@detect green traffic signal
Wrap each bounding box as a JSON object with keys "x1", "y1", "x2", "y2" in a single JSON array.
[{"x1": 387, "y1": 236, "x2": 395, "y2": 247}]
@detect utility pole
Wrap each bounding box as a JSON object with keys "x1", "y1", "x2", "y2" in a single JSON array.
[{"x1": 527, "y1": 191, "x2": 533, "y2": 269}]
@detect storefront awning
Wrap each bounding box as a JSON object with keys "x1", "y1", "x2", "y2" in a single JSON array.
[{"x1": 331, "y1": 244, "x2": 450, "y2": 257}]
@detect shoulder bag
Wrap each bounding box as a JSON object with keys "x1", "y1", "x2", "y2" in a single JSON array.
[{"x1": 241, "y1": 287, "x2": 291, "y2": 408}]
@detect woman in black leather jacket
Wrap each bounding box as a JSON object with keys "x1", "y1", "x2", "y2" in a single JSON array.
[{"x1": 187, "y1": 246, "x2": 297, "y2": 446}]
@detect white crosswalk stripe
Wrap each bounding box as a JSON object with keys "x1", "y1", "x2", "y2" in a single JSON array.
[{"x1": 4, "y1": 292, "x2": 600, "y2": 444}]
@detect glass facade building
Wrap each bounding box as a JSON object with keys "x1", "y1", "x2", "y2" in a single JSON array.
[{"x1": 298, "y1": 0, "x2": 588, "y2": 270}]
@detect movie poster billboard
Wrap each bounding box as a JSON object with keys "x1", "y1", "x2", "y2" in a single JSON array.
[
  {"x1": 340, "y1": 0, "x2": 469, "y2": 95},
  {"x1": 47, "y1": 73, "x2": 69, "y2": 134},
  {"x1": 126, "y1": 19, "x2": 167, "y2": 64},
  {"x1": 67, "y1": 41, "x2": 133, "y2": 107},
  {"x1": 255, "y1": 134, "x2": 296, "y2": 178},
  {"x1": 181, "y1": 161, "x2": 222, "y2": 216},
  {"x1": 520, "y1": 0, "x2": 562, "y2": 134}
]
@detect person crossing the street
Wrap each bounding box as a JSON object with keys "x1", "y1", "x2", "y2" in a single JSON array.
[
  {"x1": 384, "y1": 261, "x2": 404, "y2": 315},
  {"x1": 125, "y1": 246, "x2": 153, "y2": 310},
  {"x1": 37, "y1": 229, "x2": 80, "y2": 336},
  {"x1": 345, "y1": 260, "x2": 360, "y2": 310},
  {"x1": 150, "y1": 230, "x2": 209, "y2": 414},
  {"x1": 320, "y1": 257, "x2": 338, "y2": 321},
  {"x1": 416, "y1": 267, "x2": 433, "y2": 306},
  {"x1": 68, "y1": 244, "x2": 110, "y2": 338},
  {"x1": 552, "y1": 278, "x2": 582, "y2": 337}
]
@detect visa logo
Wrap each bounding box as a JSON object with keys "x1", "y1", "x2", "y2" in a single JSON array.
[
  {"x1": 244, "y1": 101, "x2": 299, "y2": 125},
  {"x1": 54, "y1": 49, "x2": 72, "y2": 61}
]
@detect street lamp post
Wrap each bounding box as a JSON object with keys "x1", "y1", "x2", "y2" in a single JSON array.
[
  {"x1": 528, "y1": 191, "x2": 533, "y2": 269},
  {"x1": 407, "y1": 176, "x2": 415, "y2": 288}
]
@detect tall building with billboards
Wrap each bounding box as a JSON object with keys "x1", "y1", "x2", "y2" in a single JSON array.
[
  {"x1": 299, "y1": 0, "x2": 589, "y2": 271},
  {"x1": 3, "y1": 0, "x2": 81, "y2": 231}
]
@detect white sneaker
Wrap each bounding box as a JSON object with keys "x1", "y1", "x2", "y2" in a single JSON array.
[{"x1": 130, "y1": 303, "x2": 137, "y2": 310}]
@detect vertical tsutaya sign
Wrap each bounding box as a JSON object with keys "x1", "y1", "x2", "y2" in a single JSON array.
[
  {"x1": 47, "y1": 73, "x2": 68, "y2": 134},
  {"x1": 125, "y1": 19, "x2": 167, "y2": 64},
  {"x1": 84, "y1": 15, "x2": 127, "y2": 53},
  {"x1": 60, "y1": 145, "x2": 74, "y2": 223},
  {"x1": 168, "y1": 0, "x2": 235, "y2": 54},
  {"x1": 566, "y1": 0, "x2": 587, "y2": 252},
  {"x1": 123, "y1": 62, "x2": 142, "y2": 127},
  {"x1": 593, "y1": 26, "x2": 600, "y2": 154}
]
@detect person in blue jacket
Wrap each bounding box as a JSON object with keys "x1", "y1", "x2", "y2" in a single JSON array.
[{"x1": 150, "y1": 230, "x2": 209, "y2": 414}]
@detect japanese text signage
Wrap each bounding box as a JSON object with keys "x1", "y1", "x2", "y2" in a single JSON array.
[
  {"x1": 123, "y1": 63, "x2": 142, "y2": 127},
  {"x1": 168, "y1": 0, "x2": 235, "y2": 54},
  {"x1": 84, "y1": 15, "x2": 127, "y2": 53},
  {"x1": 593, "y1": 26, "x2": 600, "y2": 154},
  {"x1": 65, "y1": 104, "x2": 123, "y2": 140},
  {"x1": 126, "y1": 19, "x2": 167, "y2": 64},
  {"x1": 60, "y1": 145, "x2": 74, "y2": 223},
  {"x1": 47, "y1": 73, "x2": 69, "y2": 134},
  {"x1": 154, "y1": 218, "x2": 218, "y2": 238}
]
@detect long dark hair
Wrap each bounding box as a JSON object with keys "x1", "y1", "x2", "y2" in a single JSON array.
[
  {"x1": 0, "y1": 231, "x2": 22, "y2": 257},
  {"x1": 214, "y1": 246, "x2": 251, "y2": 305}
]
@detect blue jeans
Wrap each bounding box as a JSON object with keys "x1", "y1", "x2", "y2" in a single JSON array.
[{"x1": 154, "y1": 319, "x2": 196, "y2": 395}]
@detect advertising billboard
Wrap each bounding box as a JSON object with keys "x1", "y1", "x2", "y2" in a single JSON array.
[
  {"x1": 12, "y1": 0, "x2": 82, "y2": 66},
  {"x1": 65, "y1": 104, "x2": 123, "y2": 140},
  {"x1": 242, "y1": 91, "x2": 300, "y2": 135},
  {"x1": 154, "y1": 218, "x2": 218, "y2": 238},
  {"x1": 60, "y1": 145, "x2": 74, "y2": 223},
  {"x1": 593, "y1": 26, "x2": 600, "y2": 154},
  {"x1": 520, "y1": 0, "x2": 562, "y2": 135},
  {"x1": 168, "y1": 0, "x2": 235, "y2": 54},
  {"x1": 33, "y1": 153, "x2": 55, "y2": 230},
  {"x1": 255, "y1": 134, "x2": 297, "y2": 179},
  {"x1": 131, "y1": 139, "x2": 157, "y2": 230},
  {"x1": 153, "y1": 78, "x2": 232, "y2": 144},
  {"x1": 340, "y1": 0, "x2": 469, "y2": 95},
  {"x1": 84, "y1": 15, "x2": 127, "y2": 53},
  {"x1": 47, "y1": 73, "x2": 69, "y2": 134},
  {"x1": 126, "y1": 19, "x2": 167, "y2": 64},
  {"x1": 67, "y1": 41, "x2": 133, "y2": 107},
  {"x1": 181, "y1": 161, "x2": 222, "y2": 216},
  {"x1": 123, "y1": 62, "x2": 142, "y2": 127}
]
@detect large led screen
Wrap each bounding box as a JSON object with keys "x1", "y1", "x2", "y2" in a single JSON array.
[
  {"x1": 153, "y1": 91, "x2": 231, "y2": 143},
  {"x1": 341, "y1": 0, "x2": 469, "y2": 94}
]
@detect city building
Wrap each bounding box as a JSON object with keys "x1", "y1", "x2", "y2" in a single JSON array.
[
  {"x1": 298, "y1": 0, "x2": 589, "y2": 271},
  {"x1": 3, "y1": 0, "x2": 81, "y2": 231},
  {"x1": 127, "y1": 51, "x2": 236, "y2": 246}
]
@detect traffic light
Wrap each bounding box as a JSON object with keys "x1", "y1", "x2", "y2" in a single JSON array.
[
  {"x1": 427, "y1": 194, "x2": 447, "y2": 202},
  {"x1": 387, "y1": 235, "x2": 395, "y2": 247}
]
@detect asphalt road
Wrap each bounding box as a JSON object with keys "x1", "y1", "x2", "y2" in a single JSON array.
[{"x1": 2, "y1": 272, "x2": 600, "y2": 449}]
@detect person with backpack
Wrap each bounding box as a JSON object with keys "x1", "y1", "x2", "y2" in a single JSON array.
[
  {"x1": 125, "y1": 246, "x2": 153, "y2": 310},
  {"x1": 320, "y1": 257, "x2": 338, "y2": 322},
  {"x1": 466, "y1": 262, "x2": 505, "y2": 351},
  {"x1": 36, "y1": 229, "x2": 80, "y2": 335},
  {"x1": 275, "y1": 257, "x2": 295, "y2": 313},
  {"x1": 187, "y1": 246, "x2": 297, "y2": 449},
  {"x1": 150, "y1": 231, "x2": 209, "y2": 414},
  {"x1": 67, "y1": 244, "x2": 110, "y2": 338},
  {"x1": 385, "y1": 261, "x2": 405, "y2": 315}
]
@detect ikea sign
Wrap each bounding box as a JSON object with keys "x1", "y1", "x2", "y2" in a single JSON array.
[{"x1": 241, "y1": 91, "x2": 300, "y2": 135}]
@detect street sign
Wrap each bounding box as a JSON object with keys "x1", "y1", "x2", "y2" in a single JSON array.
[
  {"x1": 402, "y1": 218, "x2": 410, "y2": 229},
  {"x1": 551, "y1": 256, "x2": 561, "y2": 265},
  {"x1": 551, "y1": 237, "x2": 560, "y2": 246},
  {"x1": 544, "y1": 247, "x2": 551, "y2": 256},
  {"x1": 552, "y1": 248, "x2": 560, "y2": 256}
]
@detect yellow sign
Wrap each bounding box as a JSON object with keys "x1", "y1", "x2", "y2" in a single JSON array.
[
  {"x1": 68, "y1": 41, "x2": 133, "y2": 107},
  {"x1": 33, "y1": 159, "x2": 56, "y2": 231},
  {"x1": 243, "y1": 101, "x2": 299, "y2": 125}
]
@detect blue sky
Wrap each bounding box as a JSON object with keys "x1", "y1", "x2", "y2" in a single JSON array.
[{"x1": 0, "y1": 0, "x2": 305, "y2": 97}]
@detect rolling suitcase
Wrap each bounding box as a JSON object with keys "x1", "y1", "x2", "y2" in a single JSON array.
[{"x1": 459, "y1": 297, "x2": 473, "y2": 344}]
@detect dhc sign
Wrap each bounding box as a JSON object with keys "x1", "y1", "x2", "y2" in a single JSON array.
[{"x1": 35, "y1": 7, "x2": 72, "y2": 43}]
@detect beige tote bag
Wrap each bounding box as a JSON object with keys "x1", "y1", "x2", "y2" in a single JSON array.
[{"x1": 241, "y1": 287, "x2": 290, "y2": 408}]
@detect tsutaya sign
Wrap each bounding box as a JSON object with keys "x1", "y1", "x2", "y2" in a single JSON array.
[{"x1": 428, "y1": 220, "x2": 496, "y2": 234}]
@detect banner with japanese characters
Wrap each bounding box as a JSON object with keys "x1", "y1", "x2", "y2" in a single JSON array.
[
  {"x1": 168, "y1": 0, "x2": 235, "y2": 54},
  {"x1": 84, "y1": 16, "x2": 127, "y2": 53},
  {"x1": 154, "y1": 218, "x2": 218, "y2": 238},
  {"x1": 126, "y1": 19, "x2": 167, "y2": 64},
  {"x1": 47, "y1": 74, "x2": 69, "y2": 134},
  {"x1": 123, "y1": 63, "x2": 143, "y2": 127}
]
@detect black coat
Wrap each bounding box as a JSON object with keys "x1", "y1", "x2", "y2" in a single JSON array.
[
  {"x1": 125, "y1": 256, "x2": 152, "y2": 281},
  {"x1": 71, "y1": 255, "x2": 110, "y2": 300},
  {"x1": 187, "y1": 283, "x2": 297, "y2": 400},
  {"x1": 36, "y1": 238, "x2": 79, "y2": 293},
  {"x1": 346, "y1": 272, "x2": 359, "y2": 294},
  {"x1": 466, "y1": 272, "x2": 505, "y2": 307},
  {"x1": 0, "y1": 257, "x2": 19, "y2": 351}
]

□ □ □ □ □ □ □

▸ Problem details:
Identify each line of the material where the word "building" shows up, and copy it.

▸ Result of this task:
@detect glass facade building
@detect tall building with billboards
@detect city building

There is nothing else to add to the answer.